Les industriels et inventeurs

Hugues Jossard 1365-1408 De la loi à la mine

Résumé

Si Jacques Cœur, le brillant homme d’affaires du XV° siecle est bien connu dans la région pour avoir été propriétaire des mines environnantes, on connaît moins Hugues Jossard qui, lui aussi, posséda les mines, avant Jacques Cœur.

Le récit de sa vie, liée aux mines de Brussieu en particulier, présente d’autant plus d’intérêt, que les fouilles de Pampailly, conduites par le professeur Benoit, sont maintenant terminées. Elles ont permis d’en savoir plus sur l’extraction des métaux précieux. On visitera avec intérêt le musée qui a été installé dans le village de Brussieu. Hugues Jossard, est né à l’Arbresle ; faisons connaissance…

Une origine dans l’aisance

 L’histoire d’Hugues Jossard est celle d’une ascension fulgurante, aidée par une origine aisée et un mariage avantageux. Mais l’homme avait l’intelligence et les capacités pour tirer au mieux parti de ces avantages.

La fortune de Hugues Jossard ne s’est pas faite de rien. Il appar­tenait à une famille de l’Arbresle. Notre site auquel la rencontre de trois vallées assurait déjà à cette époque une certaine activité commerciale, offrait au surplus, comme capitale administrative de la baronnie de Savigny, des emplois à de nombreux juristes.

Son père avait acquis des maisons, des moulins et des terres, et avait envoyé aux  « estudes » ses deux fils qui y conquirent, l’un, Jean, le titre de licencié en lois, l’autre, Hugues, celui de bachelier.

À cette aisance initiale, Hugues ajouta les ressources qu’il dut à un très riche mariage. Sa femme, fille d’un laboureur enrichi de l’Arbresle, lui apporta au jour de ses noces au moins 300 florins d’or ainsi que des maisons, des champs et des prés. Son père Vincent de la Croix déclare dans son testament du 7 octobre 1372, qu’il fait Marguerite légataire universelle en compagnie de ses deux autres filles, sauf au cas où lui naîtrait un fils ; celui-ci serait alors tenu de donner 300 florins d’or à chacune de ses trois sœurs, avec les vêtements nuptiaux.

Le profit n’était pas seulement matériel ; Marguerite de la Croix – tout ce que nous savons d’elle le prouve – était une femme de tête, qui, après la mort de son mari, sut fort bien gérer l’héritage. On la voit se défendre avec acharnement, soit contre les consuls de Lyon qui prétendent imposer ses fils, en 1415-1416, soit, au même moment contre le prieur de saint Irénée, qui, possédant des droits sur les mines comme seigneur tréfoncier, avait tenté de chasser les ouvriers mineurs travaillant pour les Jossard et de les remplacer par des gens à lui.

Dans les deux cas, elle agit comme « administratrice » de la succession – l’un des fils étant « estudiant en l’université de Paris », l’autre suivant les armes -, et elle se comporte en maîtresse femme. Elle survécut longtemps à son époux, jouissant jusqu’au bout de la confiance de ses enfants ; elle mourut le 21 octobre 1447. Nul doute que, lui vivant, elle n’ait contribué à l’édifi­cation de sa fortune.

**Extraits des lignes**
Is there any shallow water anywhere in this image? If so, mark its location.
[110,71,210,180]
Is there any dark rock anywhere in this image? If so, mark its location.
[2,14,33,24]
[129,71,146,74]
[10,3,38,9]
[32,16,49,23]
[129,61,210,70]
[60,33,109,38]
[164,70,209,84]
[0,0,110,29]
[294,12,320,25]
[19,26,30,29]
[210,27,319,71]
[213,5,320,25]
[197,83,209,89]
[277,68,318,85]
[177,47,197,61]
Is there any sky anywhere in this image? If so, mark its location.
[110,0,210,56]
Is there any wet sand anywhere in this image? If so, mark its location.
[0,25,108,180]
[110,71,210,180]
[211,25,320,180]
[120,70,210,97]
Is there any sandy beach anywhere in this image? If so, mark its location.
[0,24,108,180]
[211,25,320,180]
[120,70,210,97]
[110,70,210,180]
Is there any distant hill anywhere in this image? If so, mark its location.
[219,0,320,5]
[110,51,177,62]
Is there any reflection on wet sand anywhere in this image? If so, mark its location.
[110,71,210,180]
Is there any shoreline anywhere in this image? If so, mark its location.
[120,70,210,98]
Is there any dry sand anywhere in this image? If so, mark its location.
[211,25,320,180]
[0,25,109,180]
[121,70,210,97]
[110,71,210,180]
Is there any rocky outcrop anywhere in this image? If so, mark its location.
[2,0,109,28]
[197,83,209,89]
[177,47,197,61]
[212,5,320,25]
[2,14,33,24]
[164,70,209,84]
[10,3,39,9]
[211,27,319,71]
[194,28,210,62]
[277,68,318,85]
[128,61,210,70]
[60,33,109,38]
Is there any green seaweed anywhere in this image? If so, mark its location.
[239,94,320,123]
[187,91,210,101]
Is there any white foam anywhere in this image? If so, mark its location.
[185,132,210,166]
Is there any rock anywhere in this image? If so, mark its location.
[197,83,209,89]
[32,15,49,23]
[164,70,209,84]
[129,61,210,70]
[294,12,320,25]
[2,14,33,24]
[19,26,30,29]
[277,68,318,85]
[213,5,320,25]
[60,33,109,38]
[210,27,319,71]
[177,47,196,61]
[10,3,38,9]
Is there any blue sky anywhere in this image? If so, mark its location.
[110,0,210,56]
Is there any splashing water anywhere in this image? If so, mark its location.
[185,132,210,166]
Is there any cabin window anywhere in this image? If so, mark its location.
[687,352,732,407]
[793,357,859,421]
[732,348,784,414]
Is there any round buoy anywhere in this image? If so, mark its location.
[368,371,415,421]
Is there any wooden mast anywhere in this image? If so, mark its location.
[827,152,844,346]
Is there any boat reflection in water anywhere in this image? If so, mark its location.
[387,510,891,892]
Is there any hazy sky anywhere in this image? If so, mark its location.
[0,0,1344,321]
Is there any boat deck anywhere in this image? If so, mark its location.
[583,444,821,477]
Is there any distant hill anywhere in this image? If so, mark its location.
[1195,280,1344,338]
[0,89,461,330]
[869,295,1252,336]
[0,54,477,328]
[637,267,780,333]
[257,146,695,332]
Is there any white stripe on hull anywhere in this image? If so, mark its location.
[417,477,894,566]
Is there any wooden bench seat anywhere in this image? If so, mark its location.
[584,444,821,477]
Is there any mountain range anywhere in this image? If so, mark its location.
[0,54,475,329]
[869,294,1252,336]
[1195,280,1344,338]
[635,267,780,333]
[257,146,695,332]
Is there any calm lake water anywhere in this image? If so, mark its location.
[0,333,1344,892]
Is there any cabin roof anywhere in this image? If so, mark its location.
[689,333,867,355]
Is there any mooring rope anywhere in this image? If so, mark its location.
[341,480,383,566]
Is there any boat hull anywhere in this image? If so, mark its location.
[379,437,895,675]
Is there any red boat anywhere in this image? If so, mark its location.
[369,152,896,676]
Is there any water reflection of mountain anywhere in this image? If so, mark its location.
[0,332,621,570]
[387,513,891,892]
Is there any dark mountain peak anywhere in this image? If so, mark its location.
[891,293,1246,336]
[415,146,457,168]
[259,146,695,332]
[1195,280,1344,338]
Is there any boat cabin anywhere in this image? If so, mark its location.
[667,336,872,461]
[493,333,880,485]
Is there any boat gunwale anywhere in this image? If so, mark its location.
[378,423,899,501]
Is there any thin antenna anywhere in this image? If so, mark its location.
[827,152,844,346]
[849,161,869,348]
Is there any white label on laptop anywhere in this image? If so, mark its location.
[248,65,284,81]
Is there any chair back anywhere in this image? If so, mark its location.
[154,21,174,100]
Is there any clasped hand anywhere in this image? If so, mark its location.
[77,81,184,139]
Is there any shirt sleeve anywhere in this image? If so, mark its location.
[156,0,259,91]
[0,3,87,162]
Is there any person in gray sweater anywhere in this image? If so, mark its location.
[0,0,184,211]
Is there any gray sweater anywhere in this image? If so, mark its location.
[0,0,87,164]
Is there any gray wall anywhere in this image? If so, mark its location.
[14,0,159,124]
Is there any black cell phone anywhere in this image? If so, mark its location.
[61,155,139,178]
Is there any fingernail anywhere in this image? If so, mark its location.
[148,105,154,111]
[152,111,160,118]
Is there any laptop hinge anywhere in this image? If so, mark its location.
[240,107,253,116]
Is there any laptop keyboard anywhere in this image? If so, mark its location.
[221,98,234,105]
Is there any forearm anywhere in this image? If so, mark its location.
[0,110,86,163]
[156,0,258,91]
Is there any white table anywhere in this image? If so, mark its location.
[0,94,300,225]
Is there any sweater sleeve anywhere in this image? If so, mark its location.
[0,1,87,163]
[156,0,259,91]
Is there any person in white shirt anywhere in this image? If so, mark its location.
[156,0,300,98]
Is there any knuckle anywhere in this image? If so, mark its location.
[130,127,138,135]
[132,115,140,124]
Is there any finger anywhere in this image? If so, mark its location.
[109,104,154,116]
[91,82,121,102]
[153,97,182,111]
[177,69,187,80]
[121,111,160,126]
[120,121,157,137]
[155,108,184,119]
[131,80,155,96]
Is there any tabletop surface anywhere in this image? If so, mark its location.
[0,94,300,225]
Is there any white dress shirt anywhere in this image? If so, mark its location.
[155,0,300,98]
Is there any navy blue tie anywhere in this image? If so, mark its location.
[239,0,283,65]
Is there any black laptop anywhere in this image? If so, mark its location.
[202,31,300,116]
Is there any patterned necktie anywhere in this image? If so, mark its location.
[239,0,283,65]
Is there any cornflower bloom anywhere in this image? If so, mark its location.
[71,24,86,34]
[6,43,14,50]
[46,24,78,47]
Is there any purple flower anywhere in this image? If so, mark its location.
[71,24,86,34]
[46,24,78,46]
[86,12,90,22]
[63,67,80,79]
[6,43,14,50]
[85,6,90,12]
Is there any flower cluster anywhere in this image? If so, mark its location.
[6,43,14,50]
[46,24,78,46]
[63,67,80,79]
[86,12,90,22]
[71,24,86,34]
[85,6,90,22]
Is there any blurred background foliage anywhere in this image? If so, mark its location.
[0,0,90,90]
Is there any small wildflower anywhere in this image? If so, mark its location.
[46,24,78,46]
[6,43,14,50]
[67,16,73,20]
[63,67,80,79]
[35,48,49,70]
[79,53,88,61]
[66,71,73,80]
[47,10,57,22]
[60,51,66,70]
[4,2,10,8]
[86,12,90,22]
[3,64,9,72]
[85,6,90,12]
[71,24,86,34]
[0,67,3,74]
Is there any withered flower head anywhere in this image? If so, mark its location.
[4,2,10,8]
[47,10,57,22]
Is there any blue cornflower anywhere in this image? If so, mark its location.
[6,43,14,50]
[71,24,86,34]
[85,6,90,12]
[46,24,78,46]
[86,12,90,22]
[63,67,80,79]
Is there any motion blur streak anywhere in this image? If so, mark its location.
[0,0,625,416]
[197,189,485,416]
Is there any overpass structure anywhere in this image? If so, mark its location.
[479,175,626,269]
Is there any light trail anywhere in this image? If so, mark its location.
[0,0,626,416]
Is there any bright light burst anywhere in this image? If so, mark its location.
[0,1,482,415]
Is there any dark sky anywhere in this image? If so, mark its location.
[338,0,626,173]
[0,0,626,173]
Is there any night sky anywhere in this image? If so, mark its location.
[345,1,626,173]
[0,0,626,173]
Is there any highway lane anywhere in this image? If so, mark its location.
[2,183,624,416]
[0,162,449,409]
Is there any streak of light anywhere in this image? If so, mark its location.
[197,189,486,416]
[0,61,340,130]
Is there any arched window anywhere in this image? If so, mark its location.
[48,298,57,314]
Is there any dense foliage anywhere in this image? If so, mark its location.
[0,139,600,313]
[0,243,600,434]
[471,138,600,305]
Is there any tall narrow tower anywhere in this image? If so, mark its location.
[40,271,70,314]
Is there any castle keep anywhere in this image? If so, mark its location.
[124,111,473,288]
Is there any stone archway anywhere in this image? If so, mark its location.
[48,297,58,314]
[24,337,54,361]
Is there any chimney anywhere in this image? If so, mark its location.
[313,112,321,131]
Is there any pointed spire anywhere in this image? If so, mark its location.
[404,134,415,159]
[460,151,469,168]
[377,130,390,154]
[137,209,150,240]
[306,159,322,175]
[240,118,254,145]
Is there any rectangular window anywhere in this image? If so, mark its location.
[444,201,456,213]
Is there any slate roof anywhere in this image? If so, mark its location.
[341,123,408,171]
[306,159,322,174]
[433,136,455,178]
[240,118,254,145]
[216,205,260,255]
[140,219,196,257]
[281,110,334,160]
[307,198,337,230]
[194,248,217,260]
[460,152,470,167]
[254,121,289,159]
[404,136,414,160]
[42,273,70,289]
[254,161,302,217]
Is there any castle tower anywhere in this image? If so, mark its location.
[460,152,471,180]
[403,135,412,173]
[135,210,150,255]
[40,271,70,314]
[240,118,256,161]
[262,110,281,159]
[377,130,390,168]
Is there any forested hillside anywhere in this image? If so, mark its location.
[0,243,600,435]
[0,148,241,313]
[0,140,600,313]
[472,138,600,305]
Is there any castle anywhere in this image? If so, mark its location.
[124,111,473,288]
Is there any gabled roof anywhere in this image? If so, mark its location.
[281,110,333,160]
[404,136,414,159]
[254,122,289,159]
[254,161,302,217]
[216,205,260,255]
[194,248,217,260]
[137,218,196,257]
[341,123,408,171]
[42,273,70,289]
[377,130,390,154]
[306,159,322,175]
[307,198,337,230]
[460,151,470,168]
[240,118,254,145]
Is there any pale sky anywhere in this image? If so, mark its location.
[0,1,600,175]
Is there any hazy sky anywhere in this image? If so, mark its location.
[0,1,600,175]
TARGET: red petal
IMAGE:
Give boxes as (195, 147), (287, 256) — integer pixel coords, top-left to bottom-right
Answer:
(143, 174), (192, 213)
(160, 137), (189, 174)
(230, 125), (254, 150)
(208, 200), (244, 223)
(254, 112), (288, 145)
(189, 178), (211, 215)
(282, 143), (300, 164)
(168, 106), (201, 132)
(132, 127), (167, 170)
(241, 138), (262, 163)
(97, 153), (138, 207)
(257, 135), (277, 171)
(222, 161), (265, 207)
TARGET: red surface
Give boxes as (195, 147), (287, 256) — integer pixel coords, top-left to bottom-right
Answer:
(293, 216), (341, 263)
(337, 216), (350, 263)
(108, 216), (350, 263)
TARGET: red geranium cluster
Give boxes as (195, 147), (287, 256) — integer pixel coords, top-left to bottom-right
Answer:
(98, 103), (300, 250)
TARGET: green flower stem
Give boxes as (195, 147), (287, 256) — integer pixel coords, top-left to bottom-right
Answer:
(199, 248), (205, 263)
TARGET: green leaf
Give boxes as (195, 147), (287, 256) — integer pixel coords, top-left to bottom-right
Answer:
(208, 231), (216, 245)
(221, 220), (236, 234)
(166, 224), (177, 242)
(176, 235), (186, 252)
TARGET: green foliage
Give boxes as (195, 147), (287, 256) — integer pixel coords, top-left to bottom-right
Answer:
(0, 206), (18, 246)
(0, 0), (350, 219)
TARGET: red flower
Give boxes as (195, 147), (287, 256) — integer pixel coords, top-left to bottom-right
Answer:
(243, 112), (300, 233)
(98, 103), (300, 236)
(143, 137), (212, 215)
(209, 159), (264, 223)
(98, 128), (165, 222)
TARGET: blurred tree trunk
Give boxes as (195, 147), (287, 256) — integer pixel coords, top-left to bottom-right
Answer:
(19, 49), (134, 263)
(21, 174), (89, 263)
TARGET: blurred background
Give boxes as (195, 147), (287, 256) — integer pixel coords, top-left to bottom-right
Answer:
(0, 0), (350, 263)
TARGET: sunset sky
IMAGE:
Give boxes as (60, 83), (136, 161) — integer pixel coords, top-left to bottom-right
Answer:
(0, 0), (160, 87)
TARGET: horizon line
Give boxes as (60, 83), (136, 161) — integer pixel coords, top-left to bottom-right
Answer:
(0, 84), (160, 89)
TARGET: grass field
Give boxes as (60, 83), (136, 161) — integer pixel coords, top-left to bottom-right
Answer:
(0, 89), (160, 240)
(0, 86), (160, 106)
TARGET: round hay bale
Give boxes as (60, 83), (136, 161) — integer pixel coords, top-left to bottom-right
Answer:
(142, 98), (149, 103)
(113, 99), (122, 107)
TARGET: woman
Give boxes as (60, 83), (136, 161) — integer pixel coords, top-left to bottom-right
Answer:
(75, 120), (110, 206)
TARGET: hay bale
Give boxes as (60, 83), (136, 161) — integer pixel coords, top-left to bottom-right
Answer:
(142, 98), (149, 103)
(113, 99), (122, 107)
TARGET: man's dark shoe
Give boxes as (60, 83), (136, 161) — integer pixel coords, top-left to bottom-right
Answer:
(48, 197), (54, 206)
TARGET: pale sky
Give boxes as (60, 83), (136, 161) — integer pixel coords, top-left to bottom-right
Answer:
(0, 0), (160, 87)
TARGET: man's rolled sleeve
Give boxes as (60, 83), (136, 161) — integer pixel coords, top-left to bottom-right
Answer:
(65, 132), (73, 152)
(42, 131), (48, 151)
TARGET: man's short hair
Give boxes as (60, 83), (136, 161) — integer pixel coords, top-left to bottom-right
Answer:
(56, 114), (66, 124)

**Consigne écrite 1**
Dans le texte sur Hugues Jossard, recopiez tout ce qui va de « Le profit n’était » jusqu'à « gens à lui. », en remplaçant « acharnement » par « obstination ».
**Consigne écrite 2**
Montrez, s'il vous plaît, chaque ligne qui contient le mot « surface ».
Le texte et les lignes n'ont aucun rapport entre eux.

**Réponse complète 1**
Le profit n’était pas seulement matériel ; Marguerite de la Croix – tout ce que nous savons d’elle le prouve – était une femme de tête, qui, après la mort de son mari, sut fort bien gérer l’héritage. On la voit se défendre avec obstination, soit contre les consuls de Lyon qui prétendent imposer ses fils, en 1415-1416, soit, au même moment contre le prieur de saint Irénée, qui, possédant des droits sur les mines comme seigneur tréfoncier, avait tenté de chasser les ouvriers mineurs travaillant pour les Jossard et de les remplacer par des gens à lui.

**Réponse complète 2**
Is there any tabletop surface anywhere in this image? If so, mark its location.
TARGET: red surface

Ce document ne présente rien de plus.